Your task -
Answer these questions from the forum thread about running Hiawatha:
1. What does Hiawatha create for each connection?
2. In which file and on which line does the change-uid code start, according to Hugo Leisink?
3. Which connections are also handled via the select() call?
Begin Passage provided
In meantime can you please tell me the way so that I can run Hiawatha as root. I need to run some cripts from webserver which can only be executed as root. Right now I am stuck up and cant modify those secripts as those have interdendencies.
Shashank
26 May 2009, 13:14
Abouyt compiling on target machine Iwe have done that. Our initial testing ewas done on target machine only. But now we are tryong it on real setup with more users.
Hugo Leisink
26 May 2009, 13:30
Hiawatha uses threads to handle multiple connections. For each connection, a thread is created. About select(), maxfd + 1 is used because that's how it is done according to the select() manual page.
Hiawatha cannot be run as root because of security reasons. If you want to run a CGI job as root, you have to give that CGI program the setuid bit and make the program use setuid(0). If you really want to run Hiawatha as root, you have to change the code: remove the change-uid code in hiawatha.c starting on line 1733. Only do this when you know what you are doing.
If you are able to compile Hiawatha on the target machine, why did you choose to go for cross compiling?
Shashank
26 May 2009, 13:56
I do know the use of select. I was thinking there was only one process and single process was running the select on all open descriptors as select is generally used for more then one fds.
meanewhile in tho code I do have the cha nge user lines in 1654- 1664.
Hugo Leisink
26 May 2009, 14:03
There can be more that one fd. For every binding you create, there will be a fd Hiawatha has to listen to. CommandChannel connections are also handled via that select() call.
Shashank
26 May 2009, 15:26
Hmm abt the multiple instance issue ..
Can we get some pointer from the fact that second instance of server is executing amost the same time as of cgi timeout.
It is deterministic in nature.
End Passage provided
Begin Dataset extract
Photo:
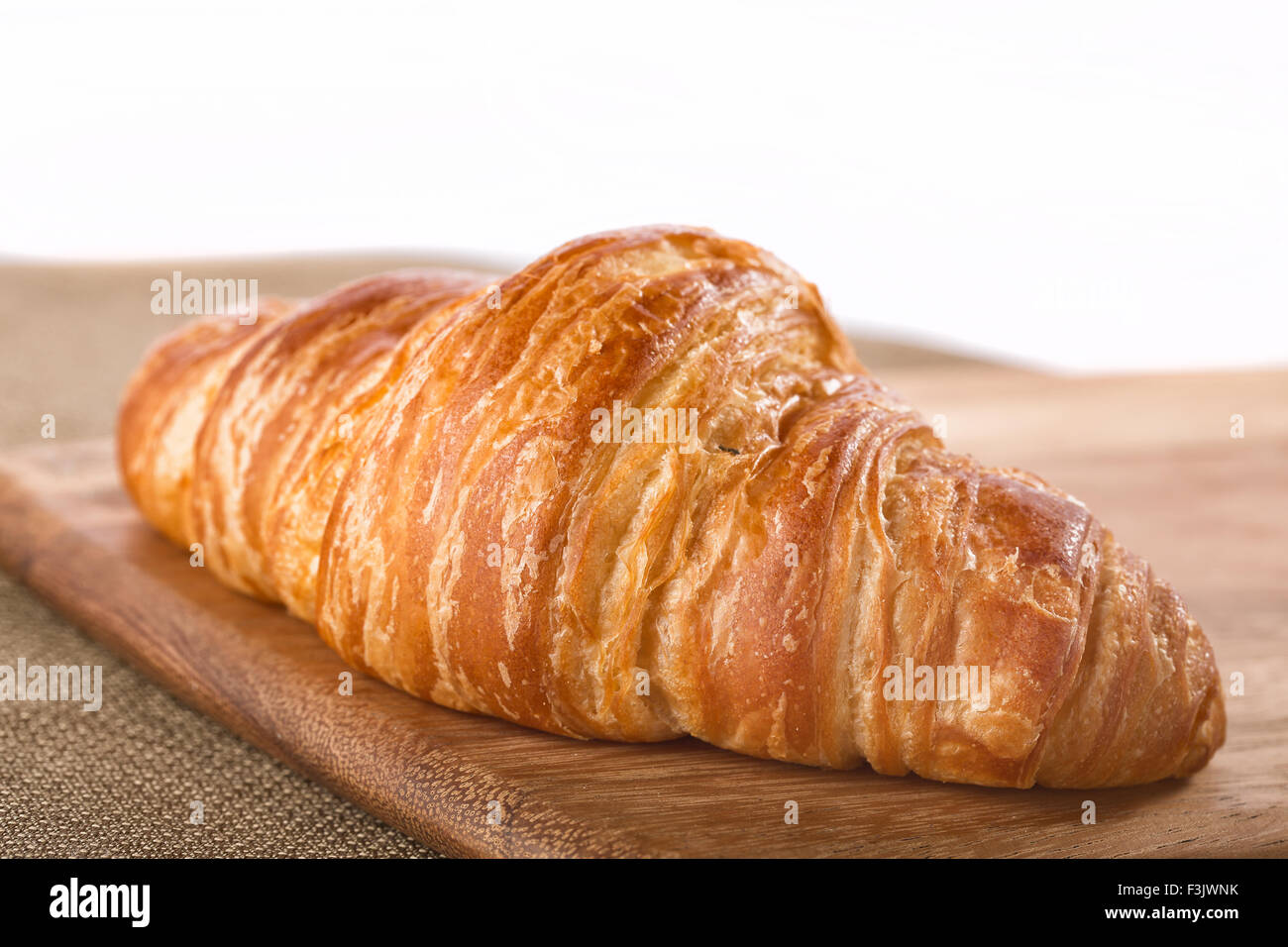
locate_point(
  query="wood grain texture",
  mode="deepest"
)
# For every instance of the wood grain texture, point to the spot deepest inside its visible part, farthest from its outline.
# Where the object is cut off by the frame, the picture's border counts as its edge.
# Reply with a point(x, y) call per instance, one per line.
point(1154, 457)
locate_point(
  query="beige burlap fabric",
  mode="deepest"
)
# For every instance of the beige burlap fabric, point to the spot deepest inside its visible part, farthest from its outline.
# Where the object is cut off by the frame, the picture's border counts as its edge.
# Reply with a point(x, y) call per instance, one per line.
point(123, 781)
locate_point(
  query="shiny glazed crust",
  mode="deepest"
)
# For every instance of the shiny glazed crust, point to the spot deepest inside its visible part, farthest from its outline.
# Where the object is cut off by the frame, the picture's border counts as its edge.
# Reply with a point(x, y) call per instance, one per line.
point(408, 463)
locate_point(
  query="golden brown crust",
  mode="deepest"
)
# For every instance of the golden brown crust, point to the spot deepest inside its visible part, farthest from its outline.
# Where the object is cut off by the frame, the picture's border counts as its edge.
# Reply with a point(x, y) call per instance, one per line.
point(751, 581)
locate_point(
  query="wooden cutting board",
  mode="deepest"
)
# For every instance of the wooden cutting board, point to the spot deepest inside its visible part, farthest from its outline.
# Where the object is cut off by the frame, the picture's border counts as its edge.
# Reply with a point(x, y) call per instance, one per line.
point(1153, 457)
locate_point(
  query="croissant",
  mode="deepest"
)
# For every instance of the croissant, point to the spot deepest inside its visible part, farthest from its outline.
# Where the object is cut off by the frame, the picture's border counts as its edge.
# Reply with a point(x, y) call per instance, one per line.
point(644, 488)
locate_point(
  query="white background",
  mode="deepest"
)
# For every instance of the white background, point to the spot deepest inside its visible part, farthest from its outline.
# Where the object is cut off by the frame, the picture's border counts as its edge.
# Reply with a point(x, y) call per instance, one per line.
point(1087, 185)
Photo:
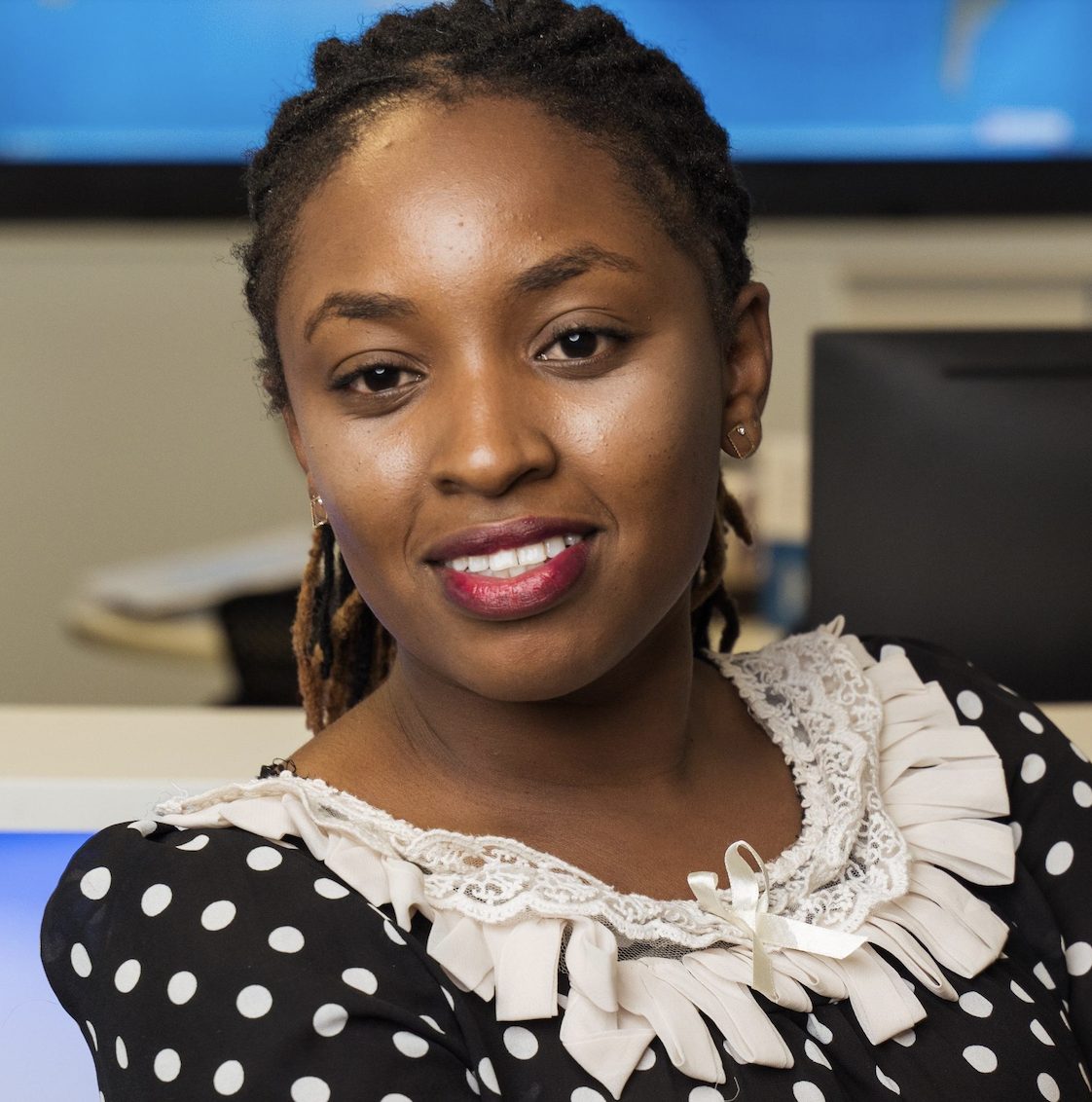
End Dataset extract
Correct output -
1. A thread.
2. In hiawatha.c, starting on line 1733.
3. CommandChannel connections.